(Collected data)
────────
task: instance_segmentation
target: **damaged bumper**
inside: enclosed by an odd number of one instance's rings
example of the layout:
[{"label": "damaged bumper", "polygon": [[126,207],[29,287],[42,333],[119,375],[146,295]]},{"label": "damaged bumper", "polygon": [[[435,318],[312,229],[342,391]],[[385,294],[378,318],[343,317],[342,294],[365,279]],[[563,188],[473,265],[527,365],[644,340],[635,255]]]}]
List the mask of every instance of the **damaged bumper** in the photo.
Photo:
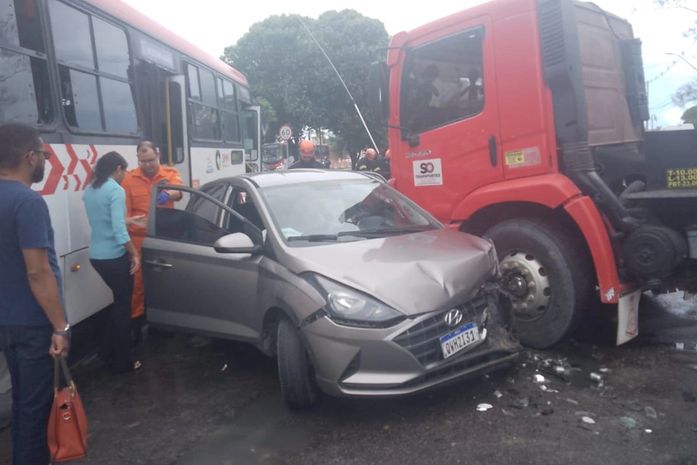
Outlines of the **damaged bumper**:
[{"label": "damaged bumper", "polygon": [[496,296],[483,293],[457,308],[463,315],[459,327],[476,326],[478,339],[450,356],[442,345],[453,333],[445,322],[452,309],[386,329],[348,328],[326,317],[304,327],[320,388],[334,396],[400,396],[480,376],[517,359],[521,347]]}]

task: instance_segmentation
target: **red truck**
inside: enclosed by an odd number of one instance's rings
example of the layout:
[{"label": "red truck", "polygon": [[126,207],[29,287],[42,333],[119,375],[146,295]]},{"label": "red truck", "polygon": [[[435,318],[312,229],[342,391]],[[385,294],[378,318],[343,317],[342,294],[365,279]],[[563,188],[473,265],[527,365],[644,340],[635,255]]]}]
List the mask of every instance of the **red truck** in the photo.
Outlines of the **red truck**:
[{"label": "red truck", "polygon": [[697,131],[647,132],[641,42],[592,3],[495,0],[392,38],[372,92],[394,186],[496,244],[523,343],[597,302],[697,290]]}]

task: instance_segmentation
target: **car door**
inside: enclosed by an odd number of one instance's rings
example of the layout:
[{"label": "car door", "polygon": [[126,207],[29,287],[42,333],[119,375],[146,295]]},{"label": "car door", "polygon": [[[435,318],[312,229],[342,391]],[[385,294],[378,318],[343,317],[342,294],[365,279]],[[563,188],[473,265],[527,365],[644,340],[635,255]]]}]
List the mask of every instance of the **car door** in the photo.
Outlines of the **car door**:
[{"label": "car door", "polygon": [[261,232],[225,205],[225,182],[186,188],[184,210],[152,208],[143,244],[143,278],[148,321],[254,341],[260,328],[245,314],[257,307],[261,254],[218,253],[220,237],[245,232],[259,243]]}]

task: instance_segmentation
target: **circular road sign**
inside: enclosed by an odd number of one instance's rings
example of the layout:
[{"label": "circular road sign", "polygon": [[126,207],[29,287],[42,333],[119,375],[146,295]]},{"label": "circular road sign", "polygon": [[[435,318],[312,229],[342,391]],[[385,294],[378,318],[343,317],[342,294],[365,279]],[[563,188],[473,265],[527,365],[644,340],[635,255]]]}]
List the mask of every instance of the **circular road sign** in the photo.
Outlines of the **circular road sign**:
[{"label": "circular road sign", "polygon": [[281,139],[288,140],[293,135],[293,130],[289,125],[284,124],[278,130],[278,135],[281,136]]}]

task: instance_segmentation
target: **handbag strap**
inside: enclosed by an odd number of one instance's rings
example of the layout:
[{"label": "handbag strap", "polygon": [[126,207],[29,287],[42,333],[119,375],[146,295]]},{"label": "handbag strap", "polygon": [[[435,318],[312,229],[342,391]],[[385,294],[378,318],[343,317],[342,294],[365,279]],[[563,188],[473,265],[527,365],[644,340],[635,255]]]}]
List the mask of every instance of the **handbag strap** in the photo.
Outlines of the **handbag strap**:
[{"label": "handbag strap", "polygon": [[61,372],[63,372],[63,378],[65,378],[65,382],[72,391],[72,394],[75,395],[75,382],[73,382],[73,377],[70,375],[70,370],[68,369],[68,362],[65,360],[65,357],[60,356],[60,357],[54,357],[53,358],[53,389],[58,391],[60,389],[60,375]]}]

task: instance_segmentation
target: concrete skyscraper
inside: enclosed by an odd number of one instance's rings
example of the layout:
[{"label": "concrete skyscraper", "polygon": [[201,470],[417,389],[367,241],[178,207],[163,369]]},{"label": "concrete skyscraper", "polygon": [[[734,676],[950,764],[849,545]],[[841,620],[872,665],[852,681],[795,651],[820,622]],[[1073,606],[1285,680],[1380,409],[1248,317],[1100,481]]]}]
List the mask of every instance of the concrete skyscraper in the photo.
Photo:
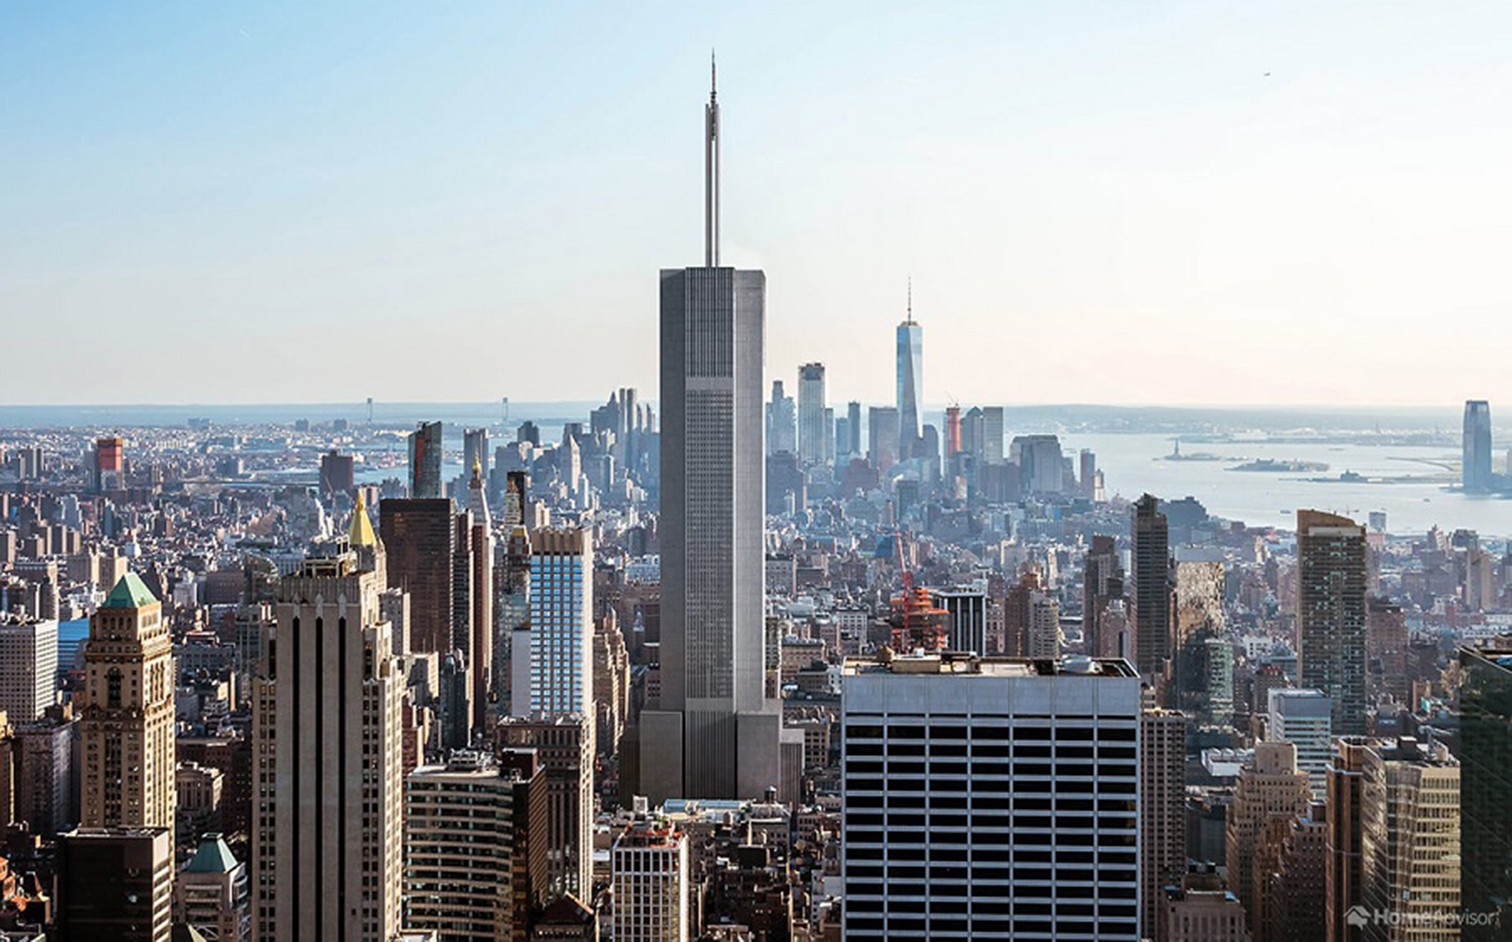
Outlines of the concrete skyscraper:
[{"label": "concrete skyscraper", "polygon": [[1365,735],[1365,528],[1297,511],[1297,660],[1333,701],[1335,736]]},{"label": "concrete skyscraper", "polygon": [[924,328],[913,316],[913,284],[908,286],[908,313],[898,325],[898,457],[907,460],[923,431]]},{"label": "concrete skyscraper", "polygon": [[1465,402],[1460,480],[1466,493],[1484,494],[1491,490],[1491,404],[1484,399]]},{"label": "concrete skyscraper", "polygon": [[172,832],[174,681],[163,606],[127,573],[90,619],[84,644],[84,827]]},{"label": "concrete skyscraper", "polygon": [[400,928],[404,677],[381,614],[383,545],[335,544],[278,587],[253,684],[253,923],[275,939]]},{"label": "concrete skyscraper", "polygon": [[409,593],[410,647],[416,652],[444,655],[455,646],[455,516],[447,497],[386,498],[379,505],[388,587]]},{"label": "concrete skyscraper", "polygon": [[830,436],[825,434],[824,413],[824,364],[805,363],[798,367],[798,457],[805,465],[823,464],[831,457],[825,447]]},{"label": "concrete skyscraper", "polygon": [[772,380],[772,401],[766,405],[766,453],[798,454],[797,410],[793,397],[782,388],[782,380]]},{"label": "concrete skyscraper", "polygon": [[641,783],[755,797],[779,778],[764,686],[766,275],[719,266],[719,104],[704,110],[704,267],[661,272],[661,703]]},{"label": "concrete skyscraper", "polygon": [[440,422],[423,422],[410,433],[410,497],[441,496],[441,454]]}]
────────
▶ Aim of the exercise
Without the pictures, give every line of the data again, exactly as written.

▶ Written response
task: instance_segmentation
target: **damaged bumper**
inside: enclosed by an odd number of one instance's rings
example of the layout:
[{"label": "damaged bumper", "polygon": [[126,207],[29,287],[42,333],[119,375],[146,295]]},{"label": "damaged bumper", "polygon": [[[435,318],[312,229],[342,391]],[[385,294],[378,318],[343,317],[342,294],[365,279]],[[563,188],[473,265],[527,365],[644,340],[635,255]]]}]
List the mask of every instance of the **damaged bumper** in the photo.
Photo:
Outlines of the **damaged bumper**:
[{"label": "damaged bumper", "polygon": [[496,296],[483,293],[457,308],[463,315],[459,327],[476,326],[478,339],[450,356],[442,345],[453,333],[445,322],[452,309],[386,329],[348,328],[326,317],[304,327],[320,388],[334,396],[400,396],[480,376],[517,359],[521,347]]}]

task: instance_segmentation
target: **red truck**
inside: enclosed by an odd number of one instance's rings
example of the layout:
[{"label": "red truck", "polygon": [[126,207],[29,287],[42,333],[119,375],[146,295]]},{"label": "red truck", "polygon": [[[435,318],[312,229],[342,391]],[[385,294],[378,318],[343,317],[342,294],[365,279]],[[563,188],[473,265],[527,365],[644,340],[635,255]]]}]
List the mask of every instance of the **red truck** in the photo.
Outlines of the **red truck**:
[{"label": "red truck", "polygon": [[697,131],[647,132],[641,42],[592,3],[495,0],[392,38],[372,92],[394,186],[496,244],[523,343],[597,302],[697,290]]}]

task: instance_segmentation
target: **car door**
inside: enclosed by an odd number of one instance's rings
example of the layout:
[{"label": "car door", "polygon": [[126,207],[29,287],[42,333],[119,375],[146,295]]},{"label": "car door", "polygon": [[[435,318],[312,229],[342,391]],[[385,294],[378,318],[343,317],[342,294],[365,279]],[[563,188],[473,265],[527,365],[644,340],[635,255]]]}]
List the mask of every instance of the **car door** in the photo.
Outlines of the **car door**:
[{"label": "car door", "polygon": [[261,232],[225,205],[225,182],[186,188],[184,210],[152,208],[143,244],[143,278],[148,321],[254,341],[260,328],[245,314],[257,307],[261,254],[218,253],[220,237],[245,232],[259,243]]}]

task: instance_segmentation
target: **circular road sign**
inside: enclosed by an odd number of one instance's rings
example of the layout:
[{"label": "circular road sign", "polygon": [[126,207],[29,287],[42,333],[119,375],[146,295]]},{"label": "circular road sign", "polygon": [[[435,318],[312,229],[342,391]],[[385,294],[378,318],[343,317],[342,294],[365,279]],[[563,188],[473,265],[527,365],[644,340],[635,255]]]}]
List the mask of every instance of the **circular road sign** in the photo.
Outlines of the **circular road sign**:
[{"label": "circular road sign", "polygon": [[281,139],[288,140],[293,135],[293,130],[289,125],[284,124],[278,130],[278,135],[281,136]]}]

task: instance_segmentation
target: **handbag strap**
inside: enclosed by an odd number of one instance's rings
example of the layout:
[{"label": "handbag strap", "polygon": [[126,207],[29,287],[42,333],[119,375],[146,295]]},{"label": "handbag strap", "polygon": [[[435,318],[312,229],[342,391]],[[385,294],[378,318],[343,317],[342,294],[365,279]],[[563,188],[473,265],[527,365],[644,340],[635,255]]]}]
List the mask of every instance of the **handbag strap** in the photo.
Outlines of the **handbag strap**:
[{"label": "handbag strap", "polygon": [[61,372],[63,372],[63,378],[65,378],[65,382],[72,391],[72,394],[75,395],[75,382],[73,382],[73,377],[70,375],[70,370],[68,369],[68,362],[65,360],[65,357],[60,356],[60,357],[54,357],[53,358],[53,389],[58,391],[60,389],[60,375]]}]

task: instance_segmentation
target: concrete skyscraper
inside: enclosed by an odd number of one instance's rings
example of the layout:
[{"label": "concrete skyscraper", "polygon": [[201,470],[417,389],[367,241],[178,207],[163,369]]},{"label": "concrete skyscraper", "polygon": [[[734,676],[950,764],[849,545]],[[841,620],[872,665],[852,681],[795,651],[820,622]],[[1073,606],[1285,680],[1380,409],[1248,317],[1100,481]]]}]
List the mask of every instance of the concrete skyscraper in the photo.
Photo:
Outlines of the concrete skyscraper:
[{"label": "concrete skyscraper", "polygon": [[1365,735],[1365,528],[1297,511],[1297,660],[1333,701],[1335,736]]},{"label": "concrete skyscraper", "polygon": [[924,328],[913,316],[913,284],[908,286],[908,313],[898,325],[898,457],[907,460],[923,431]]},{"label": "concrete skyscraper", "polygon": [[1465,402],[1460,480],[1466,493],[1484,494],[1491,490],[1491,404],[1484,399]]},{"label": "concrete skyscraper", "polygon": [[172,832],[174,681],[163,606],[127,573],[90,619],[84,644],[84,827]]},{"label": "concrete skyscraper", "polygon": [[400,928],[404,677],[381,614],[383,545],[335,544],[278,587],[253,684],[253,923],[275,939]]},{"label": "concrete skyscraper", "polygon": [[409,593],[410,647],[416,652],[444,655],[455,646],[455,516],[447,497],[386,498],[379,505],[388,587]]},{"label": "concrete skyscraper", "polygon": [[830,436],[825,434],[824,413],[824,364],[805,363],[798,367],[798,457],[805,465],[823,464],[831,457],[825,447]]},{"label": "concrete skyscraper", "polygon": [[772,380],[772,401],[766,405],[766,453],[798,454],[797,410],[793,397],[782,388],[782,380]]},{"label": "concrete skyscraper", "polygon": [[641,783],[755,797],[779,778],[764,686],[766,275],[719,266],[719,104],[704,110],[704,267],[661,272],[661,703]]},{"label": "concrete skyscraper", "polygon": [[440,422],[423,422],[410,433],[410,497],[441,496],[441,454]]}]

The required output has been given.